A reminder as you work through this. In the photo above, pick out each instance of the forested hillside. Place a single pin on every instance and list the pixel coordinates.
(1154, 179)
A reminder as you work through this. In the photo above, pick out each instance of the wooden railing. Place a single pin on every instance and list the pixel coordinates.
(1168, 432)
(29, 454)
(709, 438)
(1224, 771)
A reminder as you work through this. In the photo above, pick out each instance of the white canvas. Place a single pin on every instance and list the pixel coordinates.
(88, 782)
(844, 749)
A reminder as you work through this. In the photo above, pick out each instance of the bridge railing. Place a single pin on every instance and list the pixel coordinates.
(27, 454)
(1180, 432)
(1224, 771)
□ □ □
**Exercise aim:**
Extract all the material, leaving every line as it is.

**Task output:**
A reminder as you work through this. In the photo above, pick out each instance of the forested hillside. Place a single pin on every instance and list the pixel coordinates.
(1154, 179)
A reminder as you work through this. In the photo above, pick out each instance of the wooden railing. Place a single pin on every instance and list the pixel coordinates.
(1168, 432)
(29, 454)
(709, 438)
(1224, 771)
A reminder as you work through this. In the photo above, pick out each instance of the white canvas. Place a single pin on every instance and list the pixel coordinates.
(88, 782)
(844, 749)
A reminder as you work through this. In the photo above, pick out each instance of the bridge railing. Place a single pin on every instance and list the pixel coordinates.
(27, 454)
(1180, 432)
(1224, 771)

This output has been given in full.